● What is expected: Write out each line that follows exactly as it stands, without the pictures.

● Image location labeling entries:
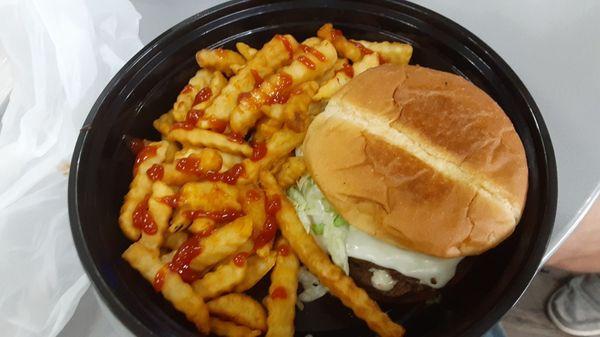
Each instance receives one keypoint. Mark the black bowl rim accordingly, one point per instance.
(513, 294)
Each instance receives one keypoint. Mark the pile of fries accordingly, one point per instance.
(207, 209)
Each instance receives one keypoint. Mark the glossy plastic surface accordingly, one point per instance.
(148, 85)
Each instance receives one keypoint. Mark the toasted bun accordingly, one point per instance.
(420, 158)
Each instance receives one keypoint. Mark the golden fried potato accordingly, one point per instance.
(253, 205)
(219, 59)
(292, 169)
(160, 214)
(201, 225)
(164, 123)
(228, 329)
(206, 138)
(307, 66)
(330, 275)
(140, 188)
(241, 309)
(209, 196)
(345, 48)
(179, 221)
(343, 76)
(272, 56)
(367, 62)
(179, 293)
(281, 301)
(188, 94)
(222, 280)
(174, 240)
(257, 268)
(390, 52)
(265, 128)
(247, 52)
(222, 243)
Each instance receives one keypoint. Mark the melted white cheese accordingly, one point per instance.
(430, 270)
(382, 280)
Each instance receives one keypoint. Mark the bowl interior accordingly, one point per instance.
(148, 85)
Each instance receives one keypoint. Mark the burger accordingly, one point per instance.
(410, 170)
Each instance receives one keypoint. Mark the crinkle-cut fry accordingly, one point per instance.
(265, 128)
(241, 309)
(331, 87)
(160, 213)
(164, 123)
(210, 196)
(292, 169)
(206, 138)
(390, 52)
(367, 62)
(338, 66)
(279, 145)
(139, 188)
(179, 221)
(257, 268)
(179, 293)
(222, 280)
(247, 52)
(228, 329)
(294, 111)
(217, 83)
(186, 97)
(219, 59)
(344, 47)
(306, 67)
(174, 240)
(281, 301)
(253, 205)
(222, 243)
(272, 56)
(330, 275)
(201, 225)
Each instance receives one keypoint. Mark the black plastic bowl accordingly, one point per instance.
(148, 84)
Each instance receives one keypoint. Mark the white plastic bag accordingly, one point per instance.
(62, 53)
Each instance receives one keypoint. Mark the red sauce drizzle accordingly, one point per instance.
(284, 250)
(307, 62)
(257, 79)
(159, 279)
(217, 125)
(254, 195)
(135, 145)
(336, 34)
(187, 89)
(144, 154)
(240, 259)
(244, 96)
(192, 166)
(363, 50)
(279, 292)
(272, 206)
(220, 217)
(142, 219)
(235, 137)
(348, 70)
(155, 172)
(281, 93)
(191, 119)
(313, 51)
(184, 256)
(259, 151)
(202, 96)
(171, 200)
(286, 44)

● Solution for this exercise:
Each instance receives one keypoint. Mark the black bowl rim accordingly, one point per instance.
(513, 294)
Each instance receives one keypoint. Mark the pile of fries accordingly, one point per instance.
(207, 209)
Each instance receives one keypoint. Mark the glossy plastic surface accordingly, one point per instance.
(148, 85)
Each instance receives one keypoint. Mark the toasted bun accordingly, one point per instance.
(420, 158)
Each instance receives one keypoint. Mark the golden fried potato accordingly, one point per instance.
(253, 205)
(219, 59)
(292, 169)
(160, 214)
(201, 225)
(164, 123)
(228, 329)
(206, 138)
(307, 66)
(330, 275)
(140, 188)
(241, 309)
(209, 196)
(345, 48)
(179, 221)
(343, 76)
(272, 56)
(367, 62)
(179, 293)
(281, 301)
(188, 94)
(222, 280)
(174, 240)
(257, 268)
(390, 52)
(265, 128)
(247, 52)
(222, 243)
Each instance receives one keypoint. Mark the melted white cheese accordingly, one point per instance.
(430, 270)
(382, 280)
Each instance receives one keypoint. Mark the bowl interior accordingly, one point per instance.
(148, 85)
Each instance receives one keypoint. Mark the burger accordingly, one point per instance.
(410, 170)
Each instance receives one keypoint. Mark the crinkle-cut fry accordingly, one point per instance.
(265, 128)
(241, 309)
(331, 87)
(160, 213)
(164, 123)
(210, 196)
(292, 169)
(206, 138)
(390, 52)
(367, 62)
(338, 66)
(279, 145)
(139, 188)
(179, 221)
(257, 268)
(179, 293)
(222, 280)
(247, 52)
(228, 329)
(294, 111)
(217, 83)
(186, 97)
(219, 59)
(344, 47)
(306, 67)
(174, 240)
(281, 301)
(253, 205)
(222, 243)
(272, 56)
(330, 275)
(201, 225)
Each instance receives one keypoint. Mark the black plastic bowl accordingly, one point per instance.
(148, 84)
Each instance receives one keypoint. Mark the white plastic bag accordingly, one point per instance.
(62, 53)
Each instance receives one keypoint. Mark the red sauce drizzle accordingly, one point per instance.
(284, 250)
(307, 62)
(257, 79)
(159, 279)
(217, 125)
(254, 195)
(135, 145)
(336, 34)
(187, 89)
(144, 154)
(240, 259)
(244, 96)
(192, 166)
(363, 50)
(279, 292)
(272, 206)
(220, 217)
(142, 219)
(235, 137)
(348, 70)
(155, 172)
(281, 93)
(191, 119)
(313, 51)
(184, 256)
(259, 151)
(202, 96)
(171, 200)
(286, 44)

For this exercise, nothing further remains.